▶ _DIRECTIONS_
Copy the lines of the entries below verbatim, from the line with "For each <instance>, generate" to the line with "positive clicks: (7, 61)", including both of those lines.

▶ _DATA_

------

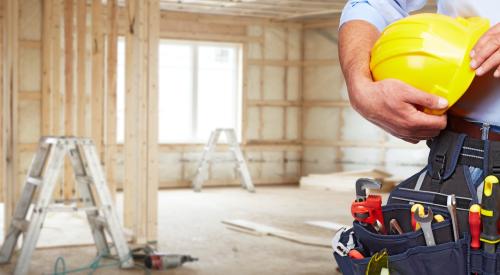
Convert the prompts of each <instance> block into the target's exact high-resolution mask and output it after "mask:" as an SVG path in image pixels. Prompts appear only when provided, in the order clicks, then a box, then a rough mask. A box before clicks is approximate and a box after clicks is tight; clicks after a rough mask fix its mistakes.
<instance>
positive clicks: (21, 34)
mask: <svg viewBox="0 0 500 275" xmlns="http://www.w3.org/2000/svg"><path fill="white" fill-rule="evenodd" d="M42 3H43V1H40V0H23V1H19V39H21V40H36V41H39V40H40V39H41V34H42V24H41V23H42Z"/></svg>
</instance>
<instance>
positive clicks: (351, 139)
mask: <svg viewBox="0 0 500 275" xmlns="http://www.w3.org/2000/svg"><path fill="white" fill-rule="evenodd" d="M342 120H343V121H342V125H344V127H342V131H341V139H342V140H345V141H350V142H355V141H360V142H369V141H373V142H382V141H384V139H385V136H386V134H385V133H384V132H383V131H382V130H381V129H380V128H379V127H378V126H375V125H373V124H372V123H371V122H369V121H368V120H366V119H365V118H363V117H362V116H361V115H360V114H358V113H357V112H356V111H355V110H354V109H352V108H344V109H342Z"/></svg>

------

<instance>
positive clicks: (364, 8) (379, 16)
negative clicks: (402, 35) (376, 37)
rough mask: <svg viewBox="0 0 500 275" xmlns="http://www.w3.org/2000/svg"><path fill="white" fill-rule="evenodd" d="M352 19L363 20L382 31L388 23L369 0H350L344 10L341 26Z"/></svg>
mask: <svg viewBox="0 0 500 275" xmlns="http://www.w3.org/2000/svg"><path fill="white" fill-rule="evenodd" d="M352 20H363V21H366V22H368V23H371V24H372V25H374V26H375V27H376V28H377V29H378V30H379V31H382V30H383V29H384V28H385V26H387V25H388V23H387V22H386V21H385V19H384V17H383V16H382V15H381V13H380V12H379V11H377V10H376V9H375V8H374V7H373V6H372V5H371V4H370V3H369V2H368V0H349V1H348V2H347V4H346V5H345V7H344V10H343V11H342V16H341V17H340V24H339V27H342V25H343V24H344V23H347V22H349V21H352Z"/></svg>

------

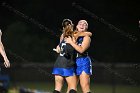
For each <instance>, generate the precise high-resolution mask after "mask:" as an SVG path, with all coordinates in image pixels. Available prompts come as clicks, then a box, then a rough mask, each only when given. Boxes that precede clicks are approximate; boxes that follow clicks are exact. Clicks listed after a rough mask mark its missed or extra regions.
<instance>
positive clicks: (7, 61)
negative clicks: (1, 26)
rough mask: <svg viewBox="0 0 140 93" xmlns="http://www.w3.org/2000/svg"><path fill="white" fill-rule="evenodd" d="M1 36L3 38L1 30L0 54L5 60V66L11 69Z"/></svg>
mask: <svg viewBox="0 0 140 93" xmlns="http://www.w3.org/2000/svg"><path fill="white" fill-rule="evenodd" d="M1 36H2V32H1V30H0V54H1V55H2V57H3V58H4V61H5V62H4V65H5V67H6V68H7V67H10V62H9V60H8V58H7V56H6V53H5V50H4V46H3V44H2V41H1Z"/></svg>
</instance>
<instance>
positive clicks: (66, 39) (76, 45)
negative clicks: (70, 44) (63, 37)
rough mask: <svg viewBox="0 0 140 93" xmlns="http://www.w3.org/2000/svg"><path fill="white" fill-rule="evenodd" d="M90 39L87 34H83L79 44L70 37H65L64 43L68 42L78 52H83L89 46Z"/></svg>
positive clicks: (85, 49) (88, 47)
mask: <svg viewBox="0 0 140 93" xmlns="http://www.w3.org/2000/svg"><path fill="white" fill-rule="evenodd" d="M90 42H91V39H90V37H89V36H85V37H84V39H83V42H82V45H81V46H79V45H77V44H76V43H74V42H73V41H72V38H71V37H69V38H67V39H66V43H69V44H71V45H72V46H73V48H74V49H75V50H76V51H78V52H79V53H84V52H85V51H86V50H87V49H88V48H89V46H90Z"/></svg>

------

▶ _FINISHED TASK_
For each <instance>, generate the precise high-resolution mask after "mask:" as an SVG path, with all coordinates in image pixels. Available prompts come as clicks, then a box, then a rough mask, each only when given. Boxes that precede clicks are approximate; boxes that follow clicks are exact. Clicks listed after a rough mask mark its missed or extra regions.
<instance>
positive clicks: (7, 61)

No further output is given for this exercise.